Task item » Locate the lines of the listing below that hold "light", then copy each of them.

Entries supplied »
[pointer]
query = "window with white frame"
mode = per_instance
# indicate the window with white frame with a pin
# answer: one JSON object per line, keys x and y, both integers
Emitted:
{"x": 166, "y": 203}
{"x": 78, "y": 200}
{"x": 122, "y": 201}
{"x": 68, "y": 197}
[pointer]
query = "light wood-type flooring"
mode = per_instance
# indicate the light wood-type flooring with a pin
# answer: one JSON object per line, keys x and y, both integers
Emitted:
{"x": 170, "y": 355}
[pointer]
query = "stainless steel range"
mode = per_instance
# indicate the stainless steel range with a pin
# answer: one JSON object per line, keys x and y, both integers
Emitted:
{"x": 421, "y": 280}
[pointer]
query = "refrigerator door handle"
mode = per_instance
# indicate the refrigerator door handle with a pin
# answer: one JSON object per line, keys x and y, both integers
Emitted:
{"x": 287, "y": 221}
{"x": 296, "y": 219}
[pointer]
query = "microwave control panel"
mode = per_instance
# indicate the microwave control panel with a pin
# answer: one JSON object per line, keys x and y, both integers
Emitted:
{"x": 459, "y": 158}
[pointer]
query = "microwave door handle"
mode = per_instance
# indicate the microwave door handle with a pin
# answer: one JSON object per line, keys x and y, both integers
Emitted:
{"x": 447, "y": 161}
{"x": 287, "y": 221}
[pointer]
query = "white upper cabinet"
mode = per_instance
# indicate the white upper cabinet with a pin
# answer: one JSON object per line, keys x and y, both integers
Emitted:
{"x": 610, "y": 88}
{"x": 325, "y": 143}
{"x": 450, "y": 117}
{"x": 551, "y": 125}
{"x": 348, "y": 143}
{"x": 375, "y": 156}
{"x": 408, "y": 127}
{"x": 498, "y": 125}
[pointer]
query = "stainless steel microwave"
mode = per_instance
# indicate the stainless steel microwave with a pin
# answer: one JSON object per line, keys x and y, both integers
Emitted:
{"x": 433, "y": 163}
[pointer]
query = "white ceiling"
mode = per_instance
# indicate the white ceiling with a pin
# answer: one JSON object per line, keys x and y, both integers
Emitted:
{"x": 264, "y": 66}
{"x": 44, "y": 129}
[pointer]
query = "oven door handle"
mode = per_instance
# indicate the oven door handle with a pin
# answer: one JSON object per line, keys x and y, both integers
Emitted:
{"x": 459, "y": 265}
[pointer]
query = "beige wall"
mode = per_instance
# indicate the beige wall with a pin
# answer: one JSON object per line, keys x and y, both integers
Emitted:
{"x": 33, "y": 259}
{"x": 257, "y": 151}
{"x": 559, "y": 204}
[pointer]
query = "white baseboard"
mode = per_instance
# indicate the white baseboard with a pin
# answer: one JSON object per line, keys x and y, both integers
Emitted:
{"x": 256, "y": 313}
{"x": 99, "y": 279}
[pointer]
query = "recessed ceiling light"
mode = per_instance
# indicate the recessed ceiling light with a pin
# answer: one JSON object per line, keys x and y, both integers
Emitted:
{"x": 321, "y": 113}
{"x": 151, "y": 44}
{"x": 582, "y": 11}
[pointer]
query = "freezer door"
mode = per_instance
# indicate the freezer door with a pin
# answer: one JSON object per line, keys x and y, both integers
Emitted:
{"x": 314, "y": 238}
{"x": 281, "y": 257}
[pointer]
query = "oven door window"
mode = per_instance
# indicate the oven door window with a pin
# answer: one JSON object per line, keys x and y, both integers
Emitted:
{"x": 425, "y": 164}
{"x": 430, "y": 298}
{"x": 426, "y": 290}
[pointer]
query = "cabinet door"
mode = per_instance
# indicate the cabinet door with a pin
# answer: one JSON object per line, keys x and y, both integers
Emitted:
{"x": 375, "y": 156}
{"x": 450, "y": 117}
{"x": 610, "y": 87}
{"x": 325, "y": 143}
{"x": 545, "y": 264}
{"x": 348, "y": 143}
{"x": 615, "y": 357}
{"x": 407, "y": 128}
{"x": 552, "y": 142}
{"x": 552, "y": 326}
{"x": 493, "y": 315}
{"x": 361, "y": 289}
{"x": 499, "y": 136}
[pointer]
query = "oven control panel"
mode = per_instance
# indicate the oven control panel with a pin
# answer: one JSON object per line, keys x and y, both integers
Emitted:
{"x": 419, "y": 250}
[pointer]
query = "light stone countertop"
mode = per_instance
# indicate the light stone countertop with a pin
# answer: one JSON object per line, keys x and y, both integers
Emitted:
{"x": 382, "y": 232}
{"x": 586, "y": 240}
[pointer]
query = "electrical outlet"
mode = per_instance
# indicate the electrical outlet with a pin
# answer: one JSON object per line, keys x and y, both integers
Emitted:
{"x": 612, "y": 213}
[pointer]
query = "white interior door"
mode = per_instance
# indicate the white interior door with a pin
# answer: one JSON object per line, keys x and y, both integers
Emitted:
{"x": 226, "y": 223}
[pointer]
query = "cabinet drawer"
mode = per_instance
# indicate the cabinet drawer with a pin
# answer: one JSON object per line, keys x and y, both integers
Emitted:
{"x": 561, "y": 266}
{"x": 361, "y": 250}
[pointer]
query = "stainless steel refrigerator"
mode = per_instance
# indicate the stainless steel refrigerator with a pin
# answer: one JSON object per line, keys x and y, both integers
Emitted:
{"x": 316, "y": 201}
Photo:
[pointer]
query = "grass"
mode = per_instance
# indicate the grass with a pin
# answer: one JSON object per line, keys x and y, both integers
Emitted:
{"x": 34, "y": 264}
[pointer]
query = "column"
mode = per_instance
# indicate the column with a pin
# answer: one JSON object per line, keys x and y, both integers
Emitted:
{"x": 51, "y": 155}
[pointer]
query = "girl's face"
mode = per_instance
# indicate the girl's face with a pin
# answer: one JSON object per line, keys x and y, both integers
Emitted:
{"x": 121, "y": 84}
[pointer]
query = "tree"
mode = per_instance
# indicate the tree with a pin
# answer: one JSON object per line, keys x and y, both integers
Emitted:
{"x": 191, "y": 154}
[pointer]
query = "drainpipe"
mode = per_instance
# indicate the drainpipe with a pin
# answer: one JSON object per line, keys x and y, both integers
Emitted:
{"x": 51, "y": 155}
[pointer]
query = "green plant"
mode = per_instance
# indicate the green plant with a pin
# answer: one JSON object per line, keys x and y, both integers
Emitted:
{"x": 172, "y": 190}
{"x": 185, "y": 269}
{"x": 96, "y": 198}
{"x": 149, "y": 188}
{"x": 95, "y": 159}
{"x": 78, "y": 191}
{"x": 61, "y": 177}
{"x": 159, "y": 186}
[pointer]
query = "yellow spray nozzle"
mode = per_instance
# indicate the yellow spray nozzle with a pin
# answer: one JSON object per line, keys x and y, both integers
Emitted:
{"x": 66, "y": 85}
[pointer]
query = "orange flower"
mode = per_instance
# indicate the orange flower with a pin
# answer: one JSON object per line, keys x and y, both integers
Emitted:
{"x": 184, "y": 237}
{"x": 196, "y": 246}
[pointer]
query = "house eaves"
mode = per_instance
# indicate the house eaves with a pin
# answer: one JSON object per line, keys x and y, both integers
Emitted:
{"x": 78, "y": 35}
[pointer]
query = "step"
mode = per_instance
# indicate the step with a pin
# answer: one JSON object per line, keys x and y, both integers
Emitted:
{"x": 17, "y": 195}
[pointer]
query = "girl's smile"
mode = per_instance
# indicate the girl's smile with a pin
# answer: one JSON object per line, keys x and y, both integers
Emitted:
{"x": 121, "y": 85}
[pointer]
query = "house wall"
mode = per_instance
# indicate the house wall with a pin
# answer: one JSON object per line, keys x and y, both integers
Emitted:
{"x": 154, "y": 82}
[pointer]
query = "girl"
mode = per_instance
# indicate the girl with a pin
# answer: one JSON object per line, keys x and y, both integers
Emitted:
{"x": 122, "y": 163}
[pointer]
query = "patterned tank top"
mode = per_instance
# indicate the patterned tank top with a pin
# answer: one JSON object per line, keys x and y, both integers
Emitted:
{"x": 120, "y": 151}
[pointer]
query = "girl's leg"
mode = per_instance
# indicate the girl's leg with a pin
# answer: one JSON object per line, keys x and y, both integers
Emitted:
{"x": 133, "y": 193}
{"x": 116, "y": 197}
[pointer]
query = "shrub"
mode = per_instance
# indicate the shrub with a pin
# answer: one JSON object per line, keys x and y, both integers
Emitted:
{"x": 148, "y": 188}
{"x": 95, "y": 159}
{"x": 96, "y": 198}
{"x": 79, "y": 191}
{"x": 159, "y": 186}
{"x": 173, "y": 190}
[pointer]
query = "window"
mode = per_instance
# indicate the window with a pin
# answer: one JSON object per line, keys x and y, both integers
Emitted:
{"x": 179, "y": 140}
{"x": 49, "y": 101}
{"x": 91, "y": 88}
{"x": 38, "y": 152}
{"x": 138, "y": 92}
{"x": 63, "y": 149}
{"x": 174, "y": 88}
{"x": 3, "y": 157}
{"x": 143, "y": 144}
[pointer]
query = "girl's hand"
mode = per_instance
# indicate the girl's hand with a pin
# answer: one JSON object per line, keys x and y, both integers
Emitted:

Result of this exercise »
query = "light wood-type flooring"
# indicate the light wood-type flooring with a pin
query = "recessed ceiling light"
# indicate the recessed ceiling light with a pin
query = "light stone countertop"
# indicate the light stone countertop with a pin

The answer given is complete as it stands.